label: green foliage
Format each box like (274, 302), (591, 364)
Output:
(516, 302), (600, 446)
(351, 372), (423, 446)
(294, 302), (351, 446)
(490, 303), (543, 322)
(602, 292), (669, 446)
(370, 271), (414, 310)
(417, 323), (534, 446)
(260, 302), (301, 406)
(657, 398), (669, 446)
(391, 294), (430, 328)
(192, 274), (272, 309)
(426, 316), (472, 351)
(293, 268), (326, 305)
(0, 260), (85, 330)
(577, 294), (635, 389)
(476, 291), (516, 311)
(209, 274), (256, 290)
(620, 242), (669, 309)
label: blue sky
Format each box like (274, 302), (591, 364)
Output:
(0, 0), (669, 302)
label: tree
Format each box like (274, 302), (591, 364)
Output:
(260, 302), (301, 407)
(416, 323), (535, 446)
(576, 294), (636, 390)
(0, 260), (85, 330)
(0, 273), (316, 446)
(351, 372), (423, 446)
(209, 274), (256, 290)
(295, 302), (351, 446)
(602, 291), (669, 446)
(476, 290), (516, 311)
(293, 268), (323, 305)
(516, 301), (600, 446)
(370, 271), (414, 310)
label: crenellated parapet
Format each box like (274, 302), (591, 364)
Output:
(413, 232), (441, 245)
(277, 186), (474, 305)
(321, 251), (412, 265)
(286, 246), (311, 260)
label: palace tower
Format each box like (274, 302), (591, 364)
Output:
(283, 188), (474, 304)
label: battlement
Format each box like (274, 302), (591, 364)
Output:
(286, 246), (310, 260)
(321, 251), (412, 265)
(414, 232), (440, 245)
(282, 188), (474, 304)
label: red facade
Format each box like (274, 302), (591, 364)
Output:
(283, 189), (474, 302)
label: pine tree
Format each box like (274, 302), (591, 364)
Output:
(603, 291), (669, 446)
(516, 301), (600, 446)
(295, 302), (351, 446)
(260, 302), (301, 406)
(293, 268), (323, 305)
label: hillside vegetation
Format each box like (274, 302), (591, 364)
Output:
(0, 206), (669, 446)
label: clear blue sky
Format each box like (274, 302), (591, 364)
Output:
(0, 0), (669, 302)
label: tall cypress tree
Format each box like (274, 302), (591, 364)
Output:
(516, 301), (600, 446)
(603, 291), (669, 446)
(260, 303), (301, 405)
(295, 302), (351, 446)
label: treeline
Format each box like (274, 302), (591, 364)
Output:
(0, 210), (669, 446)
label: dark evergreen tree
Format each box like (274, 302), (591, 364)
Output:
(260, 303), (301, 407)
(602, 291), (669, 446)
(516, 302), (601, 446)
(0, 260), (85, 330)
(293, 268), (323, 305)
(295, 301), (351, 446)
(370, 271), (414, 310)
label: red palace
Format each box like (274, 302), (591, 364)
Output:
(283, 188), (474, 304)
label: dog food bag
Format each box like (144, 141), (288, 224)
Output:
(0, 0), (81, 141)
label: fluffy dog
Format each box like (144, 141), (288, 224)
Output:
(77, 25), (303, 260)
————————
Could you rewrite the material above, starting with the line that contains "label: hillside vegetation" and going on through the end, with every line included and every coordinate in the answers raised by 37, while the requests and their format samples stay unchanged?

The answer -
label: hillside vegetation
Format each box like (274, 302), (591, 364)
Output:
(37, 243), (706, 483)
label: clear blue sky
Format each box like (274, 302), (591, 364)
Output:
(37, 37), (706, 339)
label: tall cypress tree
Format each box like (274, 302), (591, 364)
Output:
(553, 338), (637, 483)
(640, 328), (706, 483)
(297, 340), (338, 442)
(332, 339), (388, 483)
label: treeline
Format each box like (274, 302), (591, 364)
Output:
(37, 247), (706, 483)
label: dark evergreen tree
Format each box like (274, 302), (591, 364)
Output:
(297, 340), (338, 444)
(639, 328), (706, 483)
(553, 339), (638, 483)
(37, 297), (122, 367)
(330, 305), (360, 342)
(332, 338), (388, 483)
(407, 308), (451, 347)
label: red palace
Format each box like (274, 302), (591, 364)
Output:
(320, 225), (511, 341)
label: dog food bag
Format each box like (144, 141), (288, 224)
Output:
(37, 37), (118, 178)
label: fluffy dog
Format each box like (144, 141), (288, 224)
Output:
(114, 62), (340, 297)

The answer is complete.